GIVEN INSTRUCTION: Rewrite every line of the items below as a numbered list, and leave out the blank lines.

(Segmentation labeling entries)
....
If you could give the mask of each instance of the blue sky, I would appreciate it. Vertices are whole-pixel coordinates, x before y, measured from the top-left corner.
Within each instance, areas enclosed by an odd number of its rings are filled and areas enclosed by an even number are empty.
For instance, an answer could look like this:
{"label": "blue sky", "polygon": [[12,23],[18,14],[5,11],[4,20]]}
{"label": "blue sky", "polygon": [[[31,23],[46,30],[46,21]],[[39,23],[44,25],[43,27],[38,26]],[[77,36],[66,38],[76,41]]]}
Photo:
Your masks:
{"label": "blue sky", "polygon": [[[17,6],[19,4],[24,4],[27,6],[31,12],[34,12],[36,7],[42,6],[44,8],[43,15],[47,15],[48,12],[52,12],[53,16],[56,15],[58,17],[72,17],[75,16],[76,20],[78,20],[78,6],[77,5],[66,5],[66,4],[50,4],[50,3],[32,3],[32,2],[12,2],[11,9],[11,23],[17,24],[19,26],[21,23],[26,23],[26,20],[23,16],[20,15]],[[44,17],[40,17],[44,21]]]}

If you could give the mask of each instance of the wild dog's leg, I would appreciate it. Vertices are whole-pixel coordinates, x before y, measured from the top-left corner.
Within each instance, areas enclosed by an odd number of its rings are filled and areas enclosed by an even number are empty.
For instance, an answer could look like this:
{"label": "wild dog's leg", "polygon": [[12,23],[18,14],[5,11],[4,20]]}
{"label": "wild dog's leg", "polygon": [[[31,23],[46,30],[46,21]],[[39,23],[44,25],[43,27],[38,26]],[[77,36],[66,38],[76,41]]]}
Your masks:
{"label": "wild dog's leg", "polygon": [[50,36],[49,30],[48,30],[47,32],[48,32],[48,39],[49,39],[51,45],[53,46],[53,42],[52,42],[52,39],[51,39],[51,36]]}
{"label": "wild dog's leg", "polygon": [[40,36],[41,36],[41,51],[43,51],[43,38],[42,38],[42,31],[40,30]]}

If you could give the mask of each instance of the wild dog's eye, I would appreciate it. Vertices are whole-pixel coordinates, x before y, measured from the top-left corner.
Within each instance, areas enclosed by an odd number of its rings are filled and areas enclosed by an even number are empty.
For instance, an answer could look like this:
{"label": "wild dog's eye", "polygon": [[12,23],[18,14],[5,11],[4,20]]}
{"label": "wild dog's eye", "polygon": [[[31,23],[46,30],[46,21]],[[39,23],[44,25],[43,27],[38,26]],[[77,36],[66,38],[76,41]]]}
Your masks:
....
FINISHED TASK:
1. If you could give the mask of each instance of the blue sky, I would appreciate it. Vertices are whole-pixel coordinates, x before y, measured from the top-left corner.
2. Within each instance, areas enclosed by an odd number of its rings are filled and areas enclosed by an even number are empty.
3. For instance, an answer could look like this:
4. {"label": "blue sky", "polygon": [[12,23],[18,14],[5,11],[4,20]]}
5. {"label": "blue sky", "polygon": [[[31,23],[46,30],[46,21]],[[39,23],[44,25],[43,27],[38,26]],[[77,36],[66,38],[76,41]]]}
6. Photo:
7. Your masks:
8. {"label": "blue sky", "polygon": [[[17,6],[19,4],[24,4],[27,6],[31,12],[34,12],[36,7],[42,6],[44,8],[43,15],[47,15],[48,12],[52,12],[53,16],[56,15],[58,17],[72,17],[75,16],[76,20],[78,20],[78,6],[77,5],[66,5],[66,4],[50,4],[50,3],[32,3],[32,2],[12,2],[11,9],[11,23],[17,24],[19,26],[21,23],[26,23],[26,20],[23,16],[20,15]],[[44,17],[40,17],[44,21]]]}
9. If you could give the mask of each instance of the wild dog's leg, I would appreciate it. Vertices are whole-pixel coordinates, x before y, measured from the top-left corner.
10. Within each instance, areas enclosed by an odd number of its rings are filled and areas enclosed by an even number are empty.
11. For instance, an answer could look like this:
12. {"label": "wild dog's leg", "polygon": [[12,23],[18,14],[5,11],[4,20]]}
13. {"label": "wild dog's leg", "polygon": [[[31,23],[46,30],[46,21]],[[39,23],[44,25],[43,27],[38,26]],[[77,36],[66,38],[76,41]]]}
14. Your masks:
15. {"label": "wild dog's leg", "polygon": [[50,36],[49,30],[48,30],[47,32],[48,32],[48,39],[49,39],[51,45],[53,46],[53,42],[52,42],[52,39],[51,39],[51,36]]}
16. {"label": "wild dog's leg", "polygon": [[40,36],[41,36],[41,51],[43,51],[43,38],[42,38],[42,31],[40,30]]}
17. If you could give the mask of each instance of the wild dog's eye, I would appreciate it. Vertices are whole-pixel coordinates, x before y, measured from the top-left corner.
18. Within each instance, areas enclosed by an odd number of its rings are filled and areas enclosed by an even number are empty.
19. For instance, an answer could look like this:
20. {"label": "wild dog's eye", "polygon": [[12,23],[18,14],[5,11],[4,20]]}
21. {"label": "wild dog's eye", "polygon": [[[31,23],[46,30],[46,21]],[[39,23],[44,25],[43,27],[38,26]],[[77,36],[66,38],[76,41]]]}
22. Your masks:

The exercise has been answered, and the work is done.